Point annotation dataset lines
——

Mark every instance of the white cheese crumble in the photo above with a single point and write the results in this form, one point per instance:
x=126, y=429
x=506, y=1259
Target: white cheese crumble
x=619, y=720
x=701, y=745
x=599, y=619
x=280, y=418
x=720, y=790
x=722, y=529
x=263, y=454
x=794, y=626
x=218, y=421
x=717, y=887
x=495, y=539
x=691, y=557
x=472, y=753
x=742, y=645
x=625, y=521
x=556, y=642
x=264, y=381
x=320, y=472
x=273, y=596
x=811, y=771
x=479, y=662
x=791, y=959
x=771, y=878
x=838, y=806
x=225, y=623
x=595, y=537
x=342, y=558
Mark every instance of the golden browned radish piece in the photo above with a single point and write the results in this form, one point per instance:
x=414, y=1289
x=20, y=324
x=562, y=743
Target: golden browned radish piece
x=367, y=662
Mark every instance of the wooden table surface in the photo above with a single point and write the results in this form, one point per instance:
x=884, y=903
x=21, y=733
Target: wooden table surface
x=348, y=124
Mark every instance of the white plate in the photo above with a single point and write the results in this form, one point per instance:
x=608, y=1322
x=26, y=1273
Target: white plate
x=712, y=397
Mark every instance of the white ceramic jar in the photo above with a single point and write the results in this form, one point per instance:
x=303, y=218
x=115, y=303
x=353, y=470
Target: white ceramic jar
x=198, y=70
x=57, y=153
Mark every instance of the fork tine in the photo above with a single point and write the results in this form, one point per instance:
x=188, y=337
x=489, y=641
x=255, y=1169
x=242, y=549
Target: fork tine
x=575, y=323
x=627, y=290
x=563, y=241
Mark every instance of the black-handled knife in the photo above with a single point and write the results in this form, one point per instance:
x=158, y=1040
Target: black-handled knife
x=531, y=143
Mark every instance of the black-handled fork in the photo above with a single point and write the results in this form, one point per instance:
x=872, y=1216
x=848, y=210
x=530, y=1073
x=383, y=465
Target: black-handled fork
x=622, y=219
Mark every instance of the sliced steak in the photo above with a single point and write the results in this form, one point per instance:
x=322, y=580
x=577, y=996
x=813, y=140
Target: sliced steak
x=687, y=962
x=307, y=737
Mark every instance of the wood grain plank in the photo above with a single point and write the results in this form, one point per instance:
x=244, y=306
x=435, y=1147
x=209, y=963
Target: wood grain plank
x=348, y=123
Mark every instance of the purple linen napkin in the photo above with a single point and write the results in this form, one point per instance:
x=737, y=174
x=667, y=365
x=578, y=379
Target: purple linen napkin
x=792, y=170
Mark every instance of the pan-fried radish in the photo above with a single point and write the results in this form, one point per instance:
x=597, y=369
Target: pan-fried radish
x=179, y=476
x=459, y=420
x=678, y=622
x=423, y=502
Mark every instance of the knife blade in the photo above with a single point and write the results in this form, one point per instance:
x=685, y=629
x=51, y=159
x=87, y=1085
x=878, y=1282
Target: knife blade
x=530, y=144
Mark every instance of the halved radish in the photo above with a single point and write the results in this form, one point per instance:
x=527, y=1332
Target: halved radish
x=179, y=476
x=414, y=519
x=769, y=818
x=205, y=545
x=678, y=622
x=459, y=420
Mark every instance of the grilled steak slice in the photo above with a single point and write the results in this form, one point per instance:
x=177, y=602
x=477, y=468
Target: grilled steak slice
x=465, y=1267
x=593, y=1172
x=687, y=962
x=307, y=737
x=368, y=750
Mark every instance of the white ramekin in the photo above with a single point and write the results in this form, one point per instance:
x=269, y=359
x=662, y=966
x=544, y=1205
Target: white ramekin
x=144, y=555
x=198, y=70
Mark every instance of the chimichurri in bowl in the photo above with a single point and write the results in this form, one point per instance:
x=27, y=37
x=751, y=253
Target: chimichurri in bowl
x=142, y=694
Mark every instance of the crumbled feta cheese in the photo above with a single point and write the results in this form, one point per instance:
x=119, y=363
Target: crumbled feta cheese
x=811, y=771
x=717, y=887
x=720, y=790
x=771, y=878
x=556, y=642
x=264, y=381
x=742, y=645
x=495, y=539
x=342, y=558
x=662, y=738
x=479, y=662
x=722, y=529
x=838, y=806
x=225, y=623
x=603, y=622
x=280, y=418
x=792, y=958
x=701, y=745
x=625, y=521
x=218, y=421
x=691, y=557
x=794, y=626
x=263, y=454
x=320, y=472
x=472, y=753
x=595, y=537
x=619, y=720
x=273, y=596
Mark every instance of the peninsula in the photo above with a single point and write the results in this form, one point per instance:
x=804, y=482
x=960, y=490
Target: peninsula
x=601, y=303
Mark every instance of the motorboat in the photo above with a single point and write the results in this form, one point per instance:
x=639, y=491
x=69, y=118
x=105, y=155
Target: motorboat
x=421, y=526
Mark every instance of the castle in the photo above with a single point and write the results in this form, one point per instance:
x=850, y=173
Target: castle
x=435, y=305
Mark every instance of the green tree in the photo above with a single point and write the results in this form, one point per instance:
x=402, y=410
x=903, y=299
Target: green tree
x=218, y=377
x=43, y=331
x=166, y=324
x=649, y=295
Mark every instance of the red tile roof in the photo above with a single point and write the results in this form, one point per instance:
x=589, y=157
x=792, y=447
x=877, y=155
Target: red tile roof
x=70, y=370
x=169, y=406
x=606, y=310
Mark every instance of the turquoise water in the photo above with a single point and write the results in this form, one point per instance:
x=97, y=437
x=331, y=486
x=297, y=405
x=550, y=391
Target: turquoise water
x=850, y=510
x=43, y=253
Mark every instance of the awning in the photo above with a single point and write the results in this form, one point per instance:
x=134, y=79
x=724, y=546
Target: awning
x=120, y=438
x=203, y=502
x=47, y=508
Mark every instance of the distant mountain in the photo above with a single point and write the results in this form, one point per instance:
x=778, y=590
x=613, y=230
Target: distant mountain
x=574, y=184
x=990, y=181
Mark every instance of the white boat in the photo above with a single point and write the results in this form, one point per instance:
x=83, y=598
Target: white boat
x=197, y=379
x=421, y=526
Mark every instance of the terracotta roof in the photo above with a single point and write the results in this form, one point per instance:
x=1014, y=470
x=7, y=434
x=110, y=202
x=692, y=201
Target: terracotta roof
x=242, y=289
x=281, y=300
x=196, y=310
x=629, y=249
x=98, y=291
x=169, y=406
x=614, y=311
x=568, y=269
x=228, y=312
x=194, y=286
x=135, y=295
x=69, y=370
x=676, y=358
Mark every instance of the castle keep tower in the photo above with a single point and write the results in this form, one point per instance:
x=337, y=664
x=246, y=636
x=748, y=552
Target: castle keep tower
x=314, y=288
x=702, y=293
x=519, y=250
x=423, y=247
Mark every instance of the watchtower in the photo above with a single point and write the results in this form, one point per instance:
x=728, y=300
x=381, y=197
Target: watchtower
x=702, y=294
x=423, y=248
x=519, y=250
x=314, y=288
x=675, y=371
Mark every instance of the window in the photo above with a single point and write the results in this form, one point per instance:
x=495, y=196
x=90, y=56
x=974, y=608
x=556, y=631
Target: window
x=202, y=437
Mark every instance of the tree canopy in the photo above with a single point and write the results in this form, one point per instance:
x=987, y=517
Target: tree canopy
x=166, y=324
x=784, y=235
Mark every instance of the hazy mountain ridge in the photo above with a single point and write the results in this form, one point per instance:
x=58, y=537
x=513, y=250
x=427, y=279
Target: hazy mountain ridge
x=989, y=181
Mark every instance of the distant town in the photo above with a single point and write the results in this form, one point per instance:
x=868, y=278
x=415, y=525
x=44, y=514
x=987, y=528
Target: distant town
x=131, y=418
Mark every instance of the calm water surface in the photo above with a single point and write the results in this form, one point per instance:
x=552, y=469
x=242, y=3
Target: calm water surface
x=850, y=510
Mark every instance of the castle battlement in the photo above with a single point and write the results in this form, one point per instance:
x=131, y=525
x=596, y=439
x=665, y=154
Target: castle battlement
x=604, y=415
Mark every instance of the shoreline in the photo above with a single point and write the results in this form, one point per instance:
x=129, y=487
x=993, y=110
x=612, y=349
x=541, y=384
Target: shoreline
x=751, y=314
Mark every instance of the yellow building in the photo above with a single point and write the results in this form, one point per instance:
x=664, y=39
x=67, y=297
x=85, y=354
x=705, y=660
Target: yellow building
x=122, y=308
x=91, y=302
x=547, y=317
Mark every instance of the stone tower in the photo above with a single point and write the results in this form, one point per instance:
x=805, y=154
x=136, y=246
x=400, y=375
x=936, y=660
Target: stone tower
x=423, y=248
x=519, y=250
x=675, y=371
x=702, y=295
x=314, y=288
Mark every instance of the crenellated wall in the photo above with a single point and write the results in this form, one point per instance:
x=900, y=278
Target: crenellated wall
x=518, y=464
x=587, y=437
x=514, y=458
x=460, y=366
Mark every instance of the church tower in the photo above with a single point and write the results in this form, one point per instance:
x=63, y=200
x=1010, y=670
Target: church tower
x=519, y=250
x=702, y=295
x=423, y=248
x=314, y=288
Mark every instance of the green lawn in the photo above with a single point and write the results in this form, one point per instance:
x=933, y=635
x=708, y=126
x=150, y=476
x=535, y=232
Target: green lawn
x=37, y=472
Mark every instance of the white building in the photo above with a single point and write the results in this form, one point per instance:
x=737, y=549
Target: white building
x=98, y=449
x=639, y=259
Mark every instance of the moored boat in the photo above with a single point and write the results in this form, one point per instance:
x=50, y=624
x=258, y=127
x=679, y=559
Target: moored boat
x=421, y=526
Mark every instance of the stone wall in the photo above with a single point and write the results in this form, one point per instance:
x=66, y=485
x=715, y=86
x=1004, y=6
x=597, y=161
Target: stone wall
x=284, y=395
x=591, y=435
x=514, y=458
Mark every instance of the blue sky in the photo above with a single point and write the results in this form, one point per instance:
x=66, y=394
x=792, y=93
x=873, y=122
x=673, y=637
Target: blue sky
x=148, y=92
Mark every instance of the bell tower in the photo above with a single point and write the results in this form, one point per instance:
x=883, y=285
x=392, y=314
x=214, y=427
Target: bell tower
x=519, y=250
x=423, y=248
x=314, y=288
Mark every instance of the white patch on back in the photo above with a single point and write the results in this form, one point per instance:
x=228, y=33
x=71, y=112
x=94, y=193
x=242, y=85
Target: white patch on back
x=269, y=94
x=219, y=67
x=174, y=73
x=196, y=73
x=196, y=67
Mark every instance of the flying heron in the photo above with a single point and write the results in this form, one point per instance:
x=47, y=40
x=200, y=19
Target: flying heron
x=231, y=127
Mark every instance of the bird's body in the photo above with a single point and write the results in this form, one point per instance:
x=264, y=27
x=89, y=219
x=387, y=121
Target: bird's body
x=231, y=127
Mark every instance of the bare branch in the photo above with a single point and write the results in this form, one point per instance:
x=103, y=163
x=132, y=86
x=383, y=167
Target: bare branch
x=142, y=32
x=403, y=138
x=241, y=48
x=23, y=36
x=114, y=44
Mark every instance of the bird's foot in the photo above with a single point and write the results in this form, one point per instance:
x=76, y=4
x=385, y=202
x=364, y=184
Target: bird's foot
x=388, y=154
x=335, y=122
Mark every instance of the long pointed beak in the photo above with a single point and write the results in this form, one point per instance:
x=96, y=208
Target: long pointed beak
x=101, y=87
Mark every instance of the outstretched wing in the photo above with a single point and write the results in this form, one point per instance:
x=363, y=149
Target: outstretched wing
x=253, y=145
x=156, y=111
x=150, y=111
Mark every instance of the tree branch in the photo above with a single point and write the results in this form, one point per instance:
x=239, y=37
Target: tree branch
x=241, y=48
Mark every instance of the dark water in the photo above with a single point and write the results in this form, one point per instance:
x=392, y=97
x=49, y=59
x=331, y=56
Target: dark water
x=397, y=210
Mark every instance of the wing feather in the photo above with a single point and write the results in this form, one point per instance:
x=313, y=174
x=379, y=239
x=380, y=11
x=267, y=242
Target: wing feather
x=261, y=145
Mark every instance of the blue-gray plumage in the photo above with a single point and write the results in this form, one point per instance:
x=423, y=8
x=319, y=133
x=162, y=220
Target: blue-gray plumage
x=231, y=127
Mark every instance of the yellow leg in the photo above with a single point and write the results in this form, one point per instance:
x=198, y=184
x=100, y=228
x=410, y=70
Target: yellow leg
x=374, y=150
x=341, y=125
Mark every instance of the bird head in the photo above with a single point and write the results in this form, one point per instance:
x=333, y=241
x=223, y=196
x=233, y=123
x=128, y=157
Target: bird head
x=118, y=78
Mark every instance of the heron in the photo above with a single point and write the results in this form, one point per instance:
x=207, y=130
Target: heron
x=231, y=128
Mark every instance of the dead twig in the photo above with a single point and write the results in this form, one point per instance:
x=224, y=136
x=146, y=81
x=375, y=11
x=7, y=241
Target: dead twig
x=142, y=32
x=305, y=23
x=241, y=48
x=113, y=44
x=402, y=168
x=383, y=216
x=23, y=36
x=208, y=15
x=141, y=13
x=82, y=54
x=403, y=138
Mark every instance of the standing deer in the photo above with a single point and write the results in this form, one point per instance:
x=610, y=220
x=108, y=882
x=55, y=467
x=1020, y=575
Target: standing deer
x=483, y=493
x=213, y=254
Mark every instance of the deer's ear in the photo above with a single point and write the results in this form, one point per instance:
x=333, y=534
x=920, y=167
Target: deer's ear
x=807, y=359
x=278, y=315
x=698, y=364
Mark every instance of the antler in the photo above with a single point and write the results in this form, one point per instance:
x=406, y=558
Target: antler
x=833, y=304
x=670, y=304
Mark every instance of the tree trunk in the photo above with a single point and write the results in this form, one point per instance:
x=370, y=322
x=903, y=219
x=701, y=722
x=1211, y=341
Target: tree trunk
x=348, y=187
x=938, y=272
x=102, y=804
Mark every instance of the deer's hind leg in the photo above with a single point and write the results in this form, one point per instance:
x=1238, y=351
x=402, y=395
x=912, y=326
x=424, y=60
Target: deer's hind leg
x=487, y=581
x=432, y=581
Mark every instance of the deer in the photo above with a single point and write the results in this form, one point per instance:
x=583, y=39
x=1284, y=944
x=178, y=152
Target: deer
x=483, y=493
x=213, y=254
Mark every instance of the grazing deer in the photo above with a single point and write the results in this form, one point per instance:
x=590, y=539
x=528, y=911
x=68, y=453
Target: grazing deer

——

WORK INSTRUCTIONS.
Output as a numbered list the lines from the one containing "Mark every instance of the church" through the one containing "x=37, y=472", both included, leaving out any blank lines.

THE ANSWER.
1. Mark every instance of the church tower in the photo above with a single point and write the results in this form, one point per instance:
2. x=63, y=200
3. x=1010, y=670
4. Target: church tower
5. x=519, y=250
6. x=702, y=295
7. x=423, y=248
8. x=314, y=288
9. Mark every instance of the green lawn in the photo above with a single point and write the results in this form, one point per instance:
10. x=933, y=635
11. x=708, y=126
12. x=150, y=476
13. x=535, y=232
14. Target: green lawn
15. x=37, y=472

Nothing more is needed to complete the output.